**Goal:**
Please rewrite the rows below, swapping every "pixel coordinates" for "image coordinates" and leaving everything else as it is.

**Entries:**
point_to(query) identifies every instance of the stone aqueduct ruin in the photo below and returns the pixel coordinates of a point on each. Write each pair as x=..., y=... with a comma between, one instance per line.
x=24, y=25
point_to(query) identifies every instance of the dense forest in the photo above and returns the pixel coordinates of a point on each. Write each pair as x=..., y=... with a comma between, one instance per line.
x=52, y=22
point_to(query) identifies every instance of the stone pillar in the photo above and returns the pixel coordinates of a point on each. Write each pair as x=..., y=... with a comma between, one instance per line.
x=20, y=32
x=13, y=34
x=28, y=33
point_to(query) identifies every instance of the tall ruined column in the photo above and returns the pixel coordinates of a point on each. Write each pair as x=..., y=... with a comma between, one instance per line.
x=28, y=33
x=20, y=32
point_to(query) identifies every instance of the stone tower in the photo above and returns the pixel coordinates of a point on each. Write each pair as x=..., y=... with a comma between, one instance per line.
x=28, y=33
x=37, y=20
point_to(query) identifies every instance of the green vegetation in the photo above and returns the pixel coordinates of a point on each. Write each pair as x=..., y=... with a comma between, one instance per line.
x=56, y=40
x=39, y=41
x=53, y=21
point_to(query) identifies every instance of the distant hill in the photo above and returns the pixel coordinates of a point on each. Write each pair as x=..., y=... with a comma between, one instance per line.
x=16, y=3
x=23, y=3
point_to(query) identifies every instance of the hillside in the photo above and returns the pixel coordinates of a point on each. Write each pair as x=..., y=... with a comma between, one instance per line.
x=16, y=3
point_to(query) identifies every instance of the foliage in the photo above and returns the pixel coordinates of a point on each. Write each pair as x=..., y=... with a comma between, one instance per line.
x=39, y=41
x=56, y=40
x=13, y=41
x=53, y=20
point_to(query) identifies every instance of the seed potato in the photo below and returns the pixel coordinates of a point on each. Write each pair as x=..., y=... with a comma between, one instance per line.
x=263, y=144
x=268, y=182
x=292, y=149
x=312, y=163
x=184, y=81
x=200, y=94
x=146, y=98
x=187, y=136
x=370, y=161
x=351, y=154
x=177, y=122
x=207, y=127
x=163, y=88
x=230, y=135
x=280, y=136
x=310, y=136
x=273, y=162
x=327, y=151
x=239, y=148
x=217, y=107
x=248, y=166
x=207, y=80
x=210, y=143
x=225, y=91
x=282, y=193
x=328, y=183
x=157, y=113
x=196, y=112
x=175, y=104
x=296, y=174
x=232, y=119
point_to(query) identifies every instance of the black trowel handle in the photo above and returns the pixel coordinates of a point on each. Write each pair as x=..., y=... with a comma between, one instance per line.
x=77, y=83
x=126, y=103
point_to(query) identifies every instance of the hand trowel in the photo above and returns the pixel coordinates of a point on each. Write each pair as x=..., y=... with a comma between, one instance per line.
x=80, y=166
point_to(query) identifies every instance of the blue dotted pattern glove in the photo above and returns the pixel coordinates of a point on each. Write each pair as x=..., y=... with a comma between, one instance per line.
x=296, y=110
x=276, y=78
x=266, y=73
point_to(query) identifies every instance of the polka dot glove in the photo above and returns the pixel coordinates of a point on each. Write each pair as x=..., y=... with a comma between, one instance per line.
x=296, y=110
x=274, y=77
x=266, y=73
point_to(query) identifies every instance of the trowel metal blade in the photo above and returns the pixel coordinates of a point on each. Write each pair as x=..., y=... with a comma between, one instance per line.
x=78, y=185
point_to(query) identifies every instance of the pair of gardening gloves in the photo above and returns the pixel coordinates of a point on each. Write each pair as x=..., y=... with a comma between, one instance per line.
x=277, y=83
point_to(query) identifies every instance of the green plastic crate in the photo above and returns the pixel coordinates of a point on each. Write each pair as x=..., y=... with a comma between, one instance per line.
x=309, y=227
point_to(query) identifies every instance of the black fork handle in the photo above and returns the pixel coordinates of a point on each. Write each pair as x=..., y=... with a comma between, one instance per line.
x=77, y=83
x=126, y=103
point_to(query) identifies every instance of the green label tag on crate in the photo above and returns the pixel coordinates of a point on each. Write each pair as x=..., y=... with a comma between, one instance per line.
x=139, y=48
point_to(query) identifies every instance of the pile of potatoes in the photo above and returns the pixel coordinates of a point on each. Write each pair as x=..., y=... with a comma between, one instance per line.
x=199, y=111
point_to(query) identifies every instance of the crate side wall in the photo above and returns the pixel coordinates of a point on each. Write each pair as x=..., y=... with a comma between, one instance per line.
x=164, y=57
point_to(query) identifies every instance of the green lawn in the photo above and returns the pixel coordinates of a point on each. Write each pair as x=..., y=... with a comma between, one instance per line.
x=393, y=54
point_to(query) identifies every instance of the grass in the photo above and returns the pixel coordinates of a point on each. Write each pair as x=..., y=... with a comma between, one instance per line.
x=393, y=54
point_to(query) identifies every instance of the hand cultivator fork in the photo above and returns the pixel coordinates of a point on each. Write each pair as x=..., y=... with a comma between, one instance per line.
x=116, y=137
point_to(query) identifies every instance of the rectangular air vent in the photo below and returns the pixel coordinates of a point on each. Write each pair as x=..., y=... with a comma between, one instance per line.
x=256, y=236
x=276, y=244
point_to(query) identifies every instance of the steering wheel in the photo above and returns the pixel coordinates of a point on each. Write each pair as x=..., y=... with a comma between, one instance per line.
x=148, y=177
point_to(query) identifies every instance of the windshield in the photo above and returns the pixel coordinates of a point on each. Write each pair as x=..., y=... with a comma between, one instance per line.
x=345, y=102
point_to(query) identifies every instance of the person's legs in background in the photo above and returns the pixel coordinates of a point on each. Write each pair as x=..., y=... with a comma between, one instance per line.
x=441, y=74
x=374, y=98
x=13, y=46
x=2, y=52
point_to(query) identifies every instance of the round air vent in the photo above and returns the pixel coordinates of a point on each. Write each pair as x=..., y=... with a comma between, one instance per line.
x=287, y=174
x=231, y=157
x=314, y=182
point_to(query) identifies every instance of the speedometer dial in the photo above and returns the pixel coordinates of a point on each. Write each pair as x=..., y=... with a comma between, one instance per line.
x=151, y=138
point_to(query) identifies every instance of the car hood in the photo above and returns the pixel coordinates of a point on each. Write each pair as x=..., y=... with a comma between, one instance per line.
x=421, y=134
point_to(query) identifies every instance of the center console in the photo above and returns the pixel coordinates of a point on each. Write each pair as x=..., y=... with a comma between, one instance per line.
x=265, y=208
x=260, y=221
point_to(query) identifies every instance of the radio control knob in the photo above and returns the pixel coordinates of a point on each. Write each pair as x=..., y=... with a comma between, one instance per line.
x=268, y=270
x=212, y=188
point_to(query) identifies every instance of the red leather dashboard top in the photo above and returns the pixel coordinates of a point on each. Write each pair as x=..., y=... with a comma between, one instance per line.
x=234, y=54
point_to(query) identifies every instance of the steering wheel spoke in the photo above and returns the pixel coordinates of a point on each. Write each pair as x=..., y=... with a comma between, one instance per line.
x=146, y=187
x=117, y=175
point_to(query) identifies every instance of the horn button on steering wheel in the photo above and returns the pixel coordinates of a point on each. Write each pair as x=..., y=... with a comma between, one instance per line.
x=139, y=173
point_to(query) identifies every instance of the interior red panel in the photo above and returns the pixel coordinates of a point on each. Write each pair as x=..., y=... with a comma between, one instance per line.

**The solution:**
point_to(query) identifies every instance of the stone aqueduct ruin in the photo below and returns the image coordinates of a point on each. Write each pair as x=..., y=... with a comma between, one instance per line.
x=24, y=25
point_to(query) identifies every instance of the dense forest in the photo above and returns the image coordinates of a point on each. Write each pair as x=..., y=... with a comma between, one instance per line.
x=52, y=22
point_to(query) identifies every instance of the stone pillar in the photo above and returns the image coordinates of a point on each. Write each pair as x=..., y=... with a comma between, one instance per line.
x=20, y=32
x=13, y=34
x=28, y=33
point_to(query) identifies every instance of the tall ruined column in the photo above and returns the image coordinates of a point on each. Write each pair as x=..., y=... with a comma between, one instance per line.
x=28, y=33
x=20, y=32
point_to(query) identifies every instance of the stone tower in the photo above and returns the image coordinates of a point on each. Write each pair as x=..., y=... with a comma between, one instance per line.
x=28, y=33
x=37, y=20
point_to(query) identifies every instance of the green vegetation in the photo above and returns the image coordinates of a point on each. Write each pair as x=..., y=... with a comma between, one instance per line.
x=56, y=40
x=39, y=41
x=53, y=21
point_to(query) identifies every instance of the distant hill in the photo above and returns the image coordinates of a point on each. Write each pair as x=..., y=... with a comma between, one instance per line.
x=16, y=3
x=23, y=3
point_to(query) identifies every instance of the hillside in the photo above and returns the image coordinates of a point on each. Write each pair as x=..., y=... with a comma between, one instance per line.
x=16, y=3
point_to(query) identifies every instance of the foliage in the photo above and returns the image coordinates of a point on each. Write each pair as x=..., y=... with a comma between, one instance per line.
x=39, y=41
x=56, y=40
x=13, y=41
x=53, y=20
point_to(query) identifies every instance of the seed potato in the photo below and returns the image coordinates of a point on each. Write each pair as x=..., y=... with a comma between, one instance per line.
x=263, y=144
x=268, y=182
x=292, y=149
x=312, y=163
x=184, y=81
x=200, y=94
x=146, y=98
x=187, y=136
x=370, y=161
x=351, y=154
x=177, y=122
x=207, y=127
x=163, y=88
x=230, y=135
x=280, y=136
x=310, y=136
x=273, y=162
x=327, y=151
x=239, y=148
x=217, y=107
x=248, y=166
x=207, y=80
x=210, y=143
x=225, y=91
x=282, y=193
x=328, y=183
x=157, y=113
x=196, y=112
x=175, y=104
x=296, y=174
x=232, y=119
point_to(query) identifies every instance of the black trowel handle in the photo above and returns the image coordinates of a point on each. Write each pair as x=..., y=... with a comma between, one instance per line.
x=77, y=83
x=126, y=103
point_to(query) identifies every instance of the hand trowel in the photo above and returns the image coordinates of a point on each. Write each pair as x=..., y=... with a comma between, one instance per line.
x=80, y=166
point_to(query) identifies every instance of the blue dotted pattern glove in the photo above and returns the image coordinates of a point on each. Write each pair as x=..., y=... with a comma between, one instance per line.
x=296, y=110
x=276, y=78
x=266, y=73
point_to(query) identifies every instance of the polka dot glove in the photo above and returns the image coordinates of a point on each. Write each pair as x=..., y=... with a comma between, one instance per line.
x=296, y=110
x=274, y=77
x=266, y=73
point_to(query) identifies every instance of the trowel metal blade in the photo above and returns the image coordinates of a point on each. Write each pair as x=..., y=... with a comma between, one instance per line.
x=78, y=185
point_to(query) identifies every instance of the pair of gardening gloves in the photo above and returns the image coordinates of a point on each. Write each pair as x=..., y=... with a comma between, one instance per line.
x=277, y=83
point_to(query) identifies every instance of the green plastic crate in the photo above and returns the image coordinates of a point on each. Write each pair as x=..., y=... with a comma between, one instance per line.
x=309, y=227
point_to(query) identifies every instance of the black fork handle in the photo above and returns the image coordinates of a point on each. Write each pair as x=..., y=... with a comma between, one instance per line.
x=77, y=83
x=126, y=103
point_to(query) identifies every instance of the green label tag on crate in the photo above and returns the image coordinates of a point on each. Write each pair as x=..., y=... with a comma between, one instance per line.
x=139, y=48
point_to(query) identifies every instance of the pile of potatoes in the photo above and returns the image coordinates of a point on each. Write each pair as x=..., y=... with a comma between, one instance per line.
x=199, y=111
point_to(query) identifies every instance of the crate side wall in the photo above and returns the image coordinates of a point on each. Write each pair as x=..., y=... with a comma between, one instance per line.
x=164, y=57
point_to(query) identifies every instance of the green lawn in the photo above and returns the image coordinates of a point on each. Write each pair as x=..., y=... with a comma between, one instance per line.
x=393, y=54
point_to(query) identifies every instance of the grass in the photo above and returns the image coordinates of a point on each. Write each pair as x=..., y=... with a comma between, one instance per line.
x=393, y=54
point_to(query) identifies every instance of the hand cultivator fork in the photo above and returns the image coordinates of a point on each. Write each pair as x=..., y=... with a comma between, one instance per line.
x=116, y=137
point_to(query) identifies every instance of the rectangular air vent in the photo below and returns the image coordinates of a point on each. Write each pair as x=..., y=... with a comma between, one instance per line.
x=256, y=236
x=276, y=244
point_to(query) identifies every instance of the steering wheel in the photo above and returns the image coordinates of a point on each. Write each pair as x=..., y=... with a comma between, one instance per line.
x=148, y=177
point_to(query) identifies every instance of the windshield in the photo above and returns the image coordinates of a point on each. Write each pair as x=..., y=... with a comma between, one instance per line.
x=345, y=102
point_to(query) identifies every instance of the person's legs in background in the photo above and returns the image coordinates of a point on each. Write each pair as x=..., y=... with a comma between, one instance per line.
x=441, y=74
x=374, y=98
x=13, y=46
x=2, y=52
point_to(query) identifies every instance of the round air vent in the photo above and returns the image coordinates of a point on each. Write each pair as x=..., y=... with a comma between, one instance per line.
x=287, y=174
x=231, y=157
x=314, y=182
point_to(query) identifies every instance of the speedometer dial in the photo above and returns the image coordinates of a point on each. Write each pair as x=..., y=... with a comma between, one instance per line.
x=151, y=138
point_to(query) identifies every instance of the car hood in the photo above and returns the image coordinates of a point on each. Write each pair as x=..., y=... with a comma between, one instance per line.
x=421, y=134
point_to(query) identifies every instance of the center console in the photo above and returns the image coordinates of a point on each. Write each pair as x=..., y=... with a comma between, one instance per line.
x=265, y=208
x=260, y=221
point_to(query) identifies every instance of the radio control knob in the photo above and returns the image coordinates of a point on each. Write each pair as x=..., y=... with a comma between, one instance per line.
x=268, y=270
x=212, y=188
point_to(query) identifies every instance of the red leather dashboard top in the photo above and returns the image coordinates of a point on each. Write each pair as x=..., y=... with a comma between, one instance per line.
x=234, y=54
point_to(query) identifies every instance of the steering wheel spoke in the photo above and returns the image coordinates of a point on each. Write each pair as x=..., y=... with a comma between, one instance per line.
x=146, y=187
x=117, y=175
point_to(query) identifies every instance of the horn button on steering wheel in the photo above and returns the image coordinates of a point on each. Write each pair as x=..., y=... with a comma between, one instance per line.
x=139, y=173
point_to(query) identifies every instance of the interior red panel in the photo above and returns the image coordinates of a point on each. Write each pair as x=..., y=... with a comma between, one instance per line.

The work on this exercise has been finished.